Give the material from the line holding "Per instance of the fence rail, set" through the end of the material, inclusive, as a two-column CSV with the columns request and answer. Use one row per request, with each request and its answer in a quoted field and line breaks replaced by spaces.

*** Given data ***

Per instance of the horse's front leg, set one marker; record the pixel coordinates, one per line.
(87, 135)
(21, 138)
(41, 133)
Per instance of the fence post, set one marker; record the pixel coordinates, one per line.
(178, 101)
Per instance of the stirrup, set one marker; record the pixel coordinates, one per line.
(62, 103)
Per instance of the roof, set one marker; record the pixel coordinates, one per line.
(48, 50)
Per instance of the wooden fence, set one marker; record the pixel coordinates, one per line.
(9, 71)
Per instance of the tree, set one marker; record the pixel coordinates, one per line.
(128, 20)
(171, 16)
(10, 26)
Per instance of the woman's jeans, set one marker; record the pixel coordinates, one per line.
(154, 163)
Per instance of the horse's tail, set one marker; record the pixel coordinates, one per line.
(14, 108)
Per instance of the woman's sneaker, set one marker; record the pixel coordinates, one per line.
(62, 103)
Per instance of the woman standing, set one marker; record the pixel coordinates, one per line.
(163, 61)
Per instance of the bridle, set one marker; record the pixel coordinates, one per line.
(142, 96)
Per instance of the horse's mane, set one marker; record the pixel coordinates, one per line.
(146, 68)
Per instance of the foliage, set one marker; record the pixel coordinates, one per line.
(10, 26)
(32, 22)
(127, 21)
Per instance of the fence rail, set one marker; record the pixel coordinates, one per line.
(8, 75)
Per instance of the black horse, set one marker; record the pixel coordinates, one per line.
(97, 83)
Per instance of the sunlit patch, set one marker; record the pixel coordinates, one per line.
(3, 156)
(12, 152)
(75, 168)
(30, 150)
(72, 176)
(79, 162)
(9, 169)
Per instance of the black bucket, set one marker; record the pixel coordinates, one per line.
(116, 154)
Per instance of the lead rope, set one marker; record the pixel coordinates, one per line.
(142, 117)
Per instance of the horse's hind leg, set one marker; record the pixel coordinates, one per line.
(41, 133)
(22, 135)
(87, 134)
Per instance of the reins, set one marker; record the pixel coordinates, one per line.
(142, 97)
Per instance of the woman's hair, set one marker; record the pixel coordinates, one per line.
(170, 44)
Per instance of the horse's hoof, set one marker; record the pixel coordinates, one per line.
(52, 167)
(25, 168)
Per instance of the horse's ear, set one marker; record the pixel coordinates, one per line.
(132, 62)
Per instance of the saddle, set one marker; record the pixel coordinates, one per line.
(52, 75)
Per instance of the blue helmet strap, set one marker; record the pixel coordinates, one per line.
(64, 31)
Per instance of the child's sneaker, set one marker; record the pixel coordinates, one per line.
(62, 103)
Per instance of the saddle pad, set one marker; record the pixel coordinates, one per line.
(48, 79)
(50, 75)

***

Written reply.
request,answer
"Per instance of the fence rail, set one marker; record the pixel coordinates, one per line.","(8, 75)"
"Per instance of the black horse, set one marker; record the pixel coordinates, one per line.","(97, 83)"
"Per instance of the sunlit patch, set one marker; record the pixel coordinates, one per line.","(3, 156) (12, 152) (75, 168) (30, 150) (72, 176) (79, 162) (9, 169)"
"Per instance of the black bucket, set one marker; record the pixel coordinates, one per line.","(116, 154)"
"Per instance of the lead rope, set one marker; record the pixel coordinates, one per line.","(142, 117)"
"Per instance of the horse's hind leg, set one marker; record the pixel coordinates, one per line.","(41, 133) (22, 135) (87, 134)"
"Per instance of the reins, set one marker; record the pixel coordinates, one per line.","(142, 97)"
"Per instance of the woman's hair, set one marker; record the pixel coordinates, one per line.","(170, 44)"
"Per instance of the horse's hoof, set one marker; record the pixel coordinates, one per line.","(52, 167) (25, 168)"
"Per instance of the horse's ear, set one marker; record the pixel coordinates, one per line.","(132, 62)"
"Per instance of the saddle, set one marker; record the pixel coordinates, one per line.","(52, 75)"
"Per instance of the blue helmet strap, set one marker; record the pixel coordinates, one per line.","(64, 31)"
"Per instance of the child's sneaker, set one marker; record the pixel coordinates, one per line.","(62, 103)"
"Per instance of the saddle pad, set one marker; record the pixel coordinates, one per line.","(48, 79) (50, 75)"